Copy out the lines of the records below word for word, beginning with the line containing "Where can you spot the dog collar" and continuing through the line containing "column 293, row 79". Omit the pictures from your answer.

Pointing dataset records:
>> Begin
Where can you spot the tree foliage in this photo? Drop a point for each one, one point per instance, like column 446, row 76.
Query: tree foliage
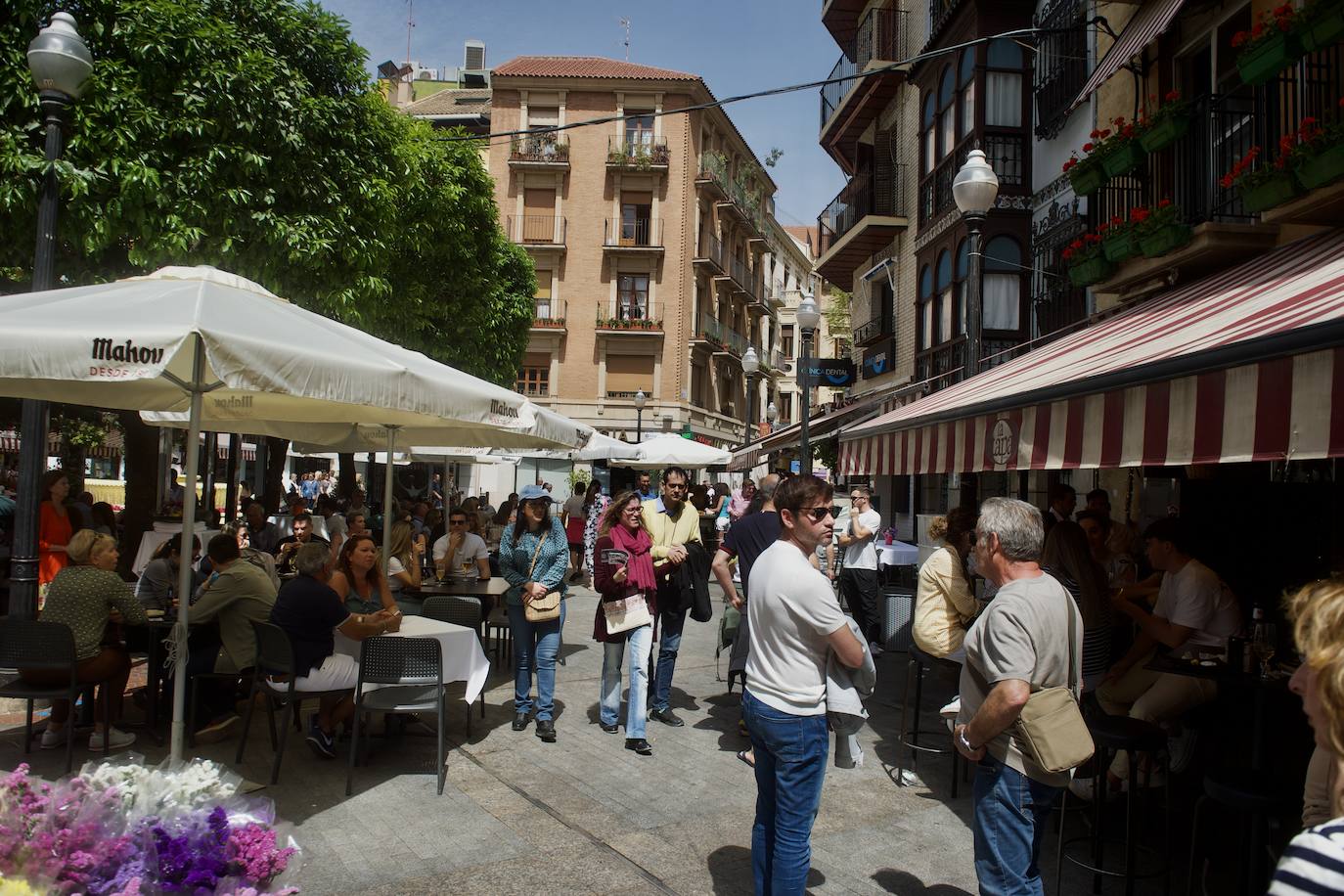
column 246, row 135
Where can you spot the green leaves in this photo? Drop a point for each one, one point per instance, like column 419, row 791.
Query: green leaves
column 246, row 135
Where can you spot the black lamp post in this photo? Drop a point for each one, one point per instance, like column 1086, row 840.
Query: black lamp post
column 61, row 64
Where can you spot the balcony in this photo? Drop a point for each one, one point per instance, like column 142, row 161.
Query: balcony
column 541, row 151
column 538, row 231
column 549, row 315
column 850, row 105
column 862, row 219
column 708, row 254
column 633, row 236
column 637, row 152
column 631, row 316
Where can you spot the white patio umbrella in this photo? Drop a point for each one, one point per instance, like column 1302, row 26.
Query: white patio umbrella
column 221, row 348
column 674, row 450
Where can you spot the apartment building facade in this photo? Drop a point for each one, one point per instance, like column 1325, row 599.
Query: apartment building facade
column 650, row 236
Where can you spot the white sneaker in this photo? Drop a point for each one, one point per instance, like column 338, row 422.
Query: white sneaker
column 118, row 739
column 51, row 739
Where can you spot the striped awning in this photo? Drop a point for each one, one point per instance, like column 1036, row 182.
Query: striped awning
column 1243, row 366
column 1145, row 24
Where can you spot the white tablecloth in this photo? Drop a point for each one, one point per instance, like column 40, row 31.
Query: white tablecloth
column 898, row 554
column 463, row 655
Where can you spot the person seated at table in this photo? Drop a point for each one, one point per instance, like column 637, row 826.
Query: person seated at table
column 1069, row 559
column 1195, row 611
column 358, row 579
column 302, row 535
column 309, row 611
column 86, row 597
column 236, row 594
column 461, row 550
column 1314, row 861
column 263, row 533
column 158, row 579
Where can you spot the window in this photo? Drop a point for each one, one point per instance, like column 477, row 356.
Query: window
column 967, row 92
column 1003, row 89
column 1003, row 285
column 633, row 297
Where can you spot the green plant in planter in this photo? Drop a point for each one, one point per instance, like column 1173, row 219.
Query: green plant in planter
column 1271, row 46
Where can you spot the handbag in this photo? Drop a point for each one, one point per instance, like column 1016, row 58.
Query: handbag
column 626, row 612
column 1052, row 727
column 546, row 607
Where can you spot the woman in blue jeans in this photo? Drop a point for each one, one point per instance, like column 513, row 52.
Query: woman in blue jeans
column 622, row 567
column 534, row 557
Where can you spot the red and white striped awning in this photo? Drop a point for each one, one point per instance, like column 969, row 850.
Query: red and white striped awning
column 1243, row 366
column 1145, row 25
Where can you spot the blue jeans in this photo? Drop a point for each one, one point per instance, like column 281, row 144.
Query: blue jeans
column 637, row 645
column 669, row 641
column 535, row 645
column 790, row 763
column 1010, row 812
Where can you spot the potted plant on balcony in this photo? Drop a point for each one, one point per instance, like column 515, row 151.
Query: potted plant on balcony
column 1161, row 230
column 1168, row 124
column 1271, row 46
column 1086, row 262
column 1320, row 24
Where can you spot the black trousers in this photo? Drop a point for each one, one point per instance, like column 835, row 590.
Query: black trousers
column 859, row 589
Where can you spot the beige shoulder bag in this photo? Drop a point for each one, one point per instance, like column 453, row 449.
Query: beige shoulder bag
column 1052, row 727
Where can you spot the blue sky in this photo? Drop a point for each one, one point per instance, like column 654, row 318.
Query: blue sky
column 737, row 46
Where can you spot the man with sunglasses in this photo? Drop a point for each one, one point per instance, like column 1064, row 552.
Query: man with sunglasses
column 794, row 623
column 859, row 576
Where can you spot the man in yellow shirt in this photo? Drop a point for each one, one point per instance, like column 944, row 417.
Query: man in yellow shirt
column 672, row 521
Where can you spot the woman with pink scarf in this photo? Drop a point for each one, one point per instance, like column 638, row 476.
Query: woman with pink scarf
column 622, row 567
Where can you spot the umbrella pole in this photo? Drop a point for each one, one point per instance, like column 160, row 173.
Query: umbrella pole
column 189, row 529
column 387, row 497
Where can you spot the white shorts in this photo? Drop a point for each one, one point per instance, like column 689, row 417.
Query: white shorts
column 338, row 672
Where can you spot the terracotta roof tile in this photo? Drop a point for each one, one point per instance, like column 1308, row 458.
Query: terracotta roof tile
column 585, row 67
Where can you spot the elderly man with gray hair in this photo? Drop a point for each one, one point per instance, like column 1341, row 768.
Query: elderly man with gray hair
column 1016, row 647
column 311, row 612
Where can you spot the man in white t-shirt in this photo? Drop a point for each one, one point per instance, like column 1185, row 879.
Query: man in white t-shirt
column 1195, row 611
column 794, row 622
column 859, row 576
column 461, row 547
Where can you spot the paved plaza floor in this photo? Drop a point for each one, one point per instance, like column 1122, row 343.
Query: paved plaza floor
column 584, row 814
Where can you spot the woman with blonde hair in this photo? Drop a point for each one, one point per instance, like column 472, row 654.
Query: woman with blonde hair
column 85, row 597
column 1314, row 861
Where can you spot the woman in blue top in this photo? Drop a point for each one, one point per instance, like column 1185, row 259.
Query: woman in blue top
column 535, row 644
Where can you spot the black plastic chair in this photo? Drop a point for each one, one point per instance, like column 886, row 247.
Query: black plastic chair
column 413, row 668
column 274, row 657
column 461, row 611
column 28, row 644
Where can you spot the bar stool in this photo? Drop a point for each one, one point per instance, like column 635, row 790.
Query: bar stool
column 1249, row 794
column 917, row 668
column 1113, row 735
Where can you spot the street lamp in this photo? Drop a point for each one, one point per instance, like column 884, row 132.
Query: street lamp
column 974, row 190
column 750, row 364
column 640, row 400
column 809, row 317
column 60, row 64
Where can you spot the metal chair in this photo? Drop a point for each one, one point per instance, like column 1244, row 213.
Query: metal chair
column 461, row 611
column 28, row 644
column 274, row 657
column 413, row 668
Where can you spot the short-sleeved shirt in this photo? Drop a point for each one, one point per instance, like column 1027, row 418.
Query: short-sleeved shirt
column 309, row 612
column 791, row 610
column 749, row 539
column 863, row 555
column 1195, row 597
column 1023, row 634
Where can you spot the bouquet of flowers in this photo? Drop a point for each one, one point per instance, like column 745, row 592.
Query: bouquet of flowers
column 122, row 829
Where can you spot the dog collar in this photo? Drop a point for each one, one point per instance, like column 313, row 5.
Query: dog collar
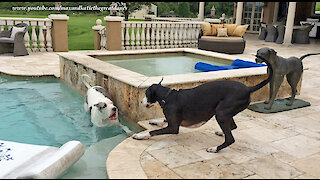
column 163, row 101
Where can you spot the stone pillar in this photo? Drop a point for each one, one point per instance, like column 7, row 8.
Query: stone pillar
column 59, row 32
column 289, row 24
column 97, row 37
column 201, row 11
column 239, row 13
column 275, row 12
column 113, row 33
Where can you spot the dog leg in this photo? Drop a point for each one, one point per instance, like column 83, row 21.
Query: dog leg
column 158, row 122
column 224, row 124
column 276, row 85
column 127, row 130
column 232, row 125
column 293, row 79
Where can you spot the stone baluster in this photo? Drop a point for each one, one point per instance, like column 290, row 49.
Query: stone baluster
column 171, row 39
column 176, row 35
column 158, row 35
column 143, row 36
column 27, row 38
column 133, row 25
column 198, row 27
column 2, row 24
column 41, row 36
column 127, row 36
column 153, row 27
column 34, row 36
column 181, row 30
column 167, row 29
column 138, row 45
column 17, row 22
column 9, row 24
column 48, row 36
column 184, row 36
column 189, row 35
column 163, row 27
column 148, row 36
column 122, row 36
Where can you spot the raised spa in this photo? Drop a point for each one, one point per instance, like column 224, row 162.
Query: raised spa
column 127, row 74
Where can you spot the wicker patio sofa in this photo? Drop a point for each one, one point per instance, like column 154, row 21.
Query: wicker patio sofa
column 232, row 43
column 14, row 43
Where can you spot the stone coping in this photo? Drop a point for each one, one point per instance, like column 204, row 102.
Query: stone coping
column 142, row 81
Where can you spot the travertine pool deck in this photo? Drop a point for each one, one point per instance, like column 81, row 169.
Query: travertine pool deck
column 281, row 145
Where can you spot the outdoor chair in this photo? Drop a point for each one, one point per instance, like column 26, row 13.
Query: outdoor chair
column 301, row 36
column 272, row 33
column 263, row 31
column 12, row 41
column 280, row 30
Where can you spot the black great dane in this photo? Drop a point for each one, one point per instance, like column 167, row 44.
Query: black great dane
column 194, row 107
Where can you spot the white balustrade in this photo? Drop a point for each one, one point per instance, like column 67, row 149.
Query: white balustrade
column 41, row 41
column 159, row 34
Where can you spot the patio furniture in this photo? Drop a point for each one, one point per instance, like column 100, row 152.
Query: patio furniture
column 272, row 33
column 301, row 34
column 280, row 30
column 234, row 43
column 14, row 43
column 263, row 31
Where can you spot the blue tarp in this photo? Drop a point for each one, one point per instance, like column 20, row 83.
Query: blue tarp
column 236, row 64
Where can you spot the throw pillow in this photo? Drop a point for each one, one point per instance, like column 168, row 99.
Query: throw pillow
column 240, row 30
column 214, row 28
column 15, row 30
column 206, row 29
column 230, row 27
column 222, row 32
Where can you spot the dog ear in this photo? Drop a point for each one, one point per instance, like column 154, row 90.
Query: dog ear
column 161, row 81
column 272, row 51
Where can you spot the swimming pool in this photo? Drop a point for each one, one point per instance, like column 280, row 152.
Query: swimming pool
column 162, row 64
column 47, row 112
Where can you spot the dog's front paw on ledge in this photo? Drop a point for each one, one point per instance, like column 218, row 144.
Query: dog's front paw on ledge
column 141, row 136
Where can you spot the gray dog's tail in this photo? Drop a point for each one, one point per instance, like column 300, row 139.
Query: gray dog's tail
column 84, row 81
column 265, row 82
column 311, row 54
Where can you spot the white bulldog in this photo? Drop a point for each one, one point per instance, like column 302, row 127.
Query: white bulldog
column 102, row 110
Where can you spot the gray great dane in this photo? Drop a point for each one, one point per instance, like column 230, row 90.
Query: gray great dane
column 290, row 67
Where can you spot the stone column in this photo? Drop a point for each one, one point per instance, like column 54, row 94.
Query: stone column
column 113, row 33
column 201, row 11
column 275, row 12
column 59, row 32
column 289, row 24
column 239, row 13
column 97, row 38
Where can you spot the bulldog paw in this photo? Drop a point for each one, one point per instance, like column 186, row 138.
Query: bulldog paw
column 141, row 136
column 212, row 149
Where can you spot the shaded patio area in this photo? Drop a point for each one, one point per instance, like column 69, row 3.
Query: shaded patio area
column 281, row 145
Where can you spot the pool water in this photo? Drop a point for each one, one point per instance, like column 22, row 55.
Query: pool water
column 48, row 112
column 162, row 65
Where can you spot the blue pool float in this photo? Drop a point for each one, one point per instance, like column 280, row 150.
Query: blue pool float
column 236, row 64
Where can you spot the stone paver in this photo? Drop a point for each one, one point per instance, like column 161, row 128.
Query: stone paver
column 280, row 145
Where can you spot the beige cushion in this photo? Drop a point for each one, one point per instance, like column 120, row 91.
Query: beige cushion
column 214, row 28
column 240, row 30
column 206, row 29
column 223, row 39
column 222, row 32
column 230, row 27
column 15, row 30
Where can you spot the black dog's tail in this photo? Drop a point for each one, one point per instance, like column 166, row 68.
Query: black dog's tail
column 265, row 82
column 304, row 56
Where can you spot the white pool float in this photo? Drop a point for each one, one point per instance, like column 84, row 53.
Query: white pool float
column 19, row 160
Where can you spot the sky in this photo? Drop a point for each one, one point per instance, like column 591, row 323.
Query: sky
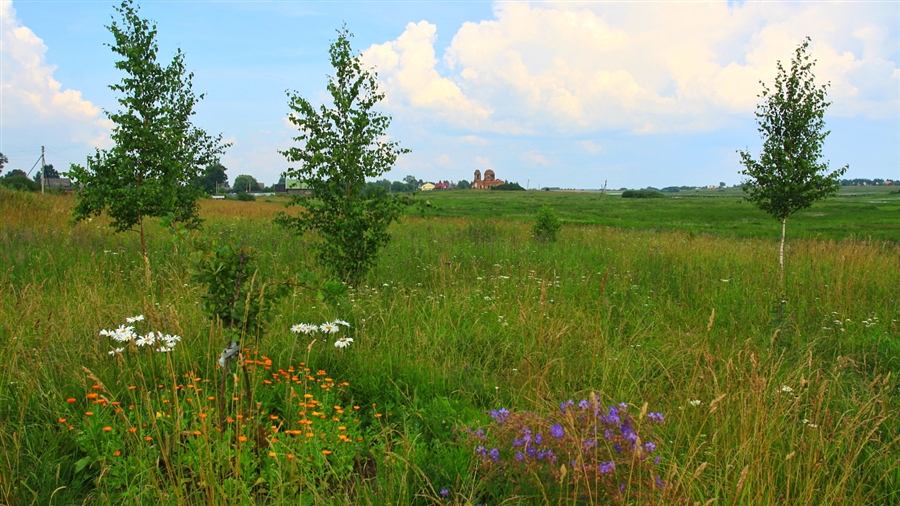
column 547, row 94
>> End
Result of this exercise:
Where can you spot the dog collar in this photo? Drop a point for each one, one point per instance, like column 313, row 5.
Query: dog collar
column 163, row 101
Where can you spot the stone pillar in this photo? Drop a point for each one, one point per instance, like column 7, row 8.
Query: stone pillar
column 59, row 32
column 289, row 24
column 97, row 37
column 201, row 11
column 239, row 13
column 275, row 12
column 113, row 33
Where can you spot the dog leg in this photo? Drop a point for each one, one point per instance, like column 83, row 21.
Query: dog leg
column 158, row 122
column 224, row 124
column 276, row 85
column 127, row 130
column 232, row 125
column 293, row 79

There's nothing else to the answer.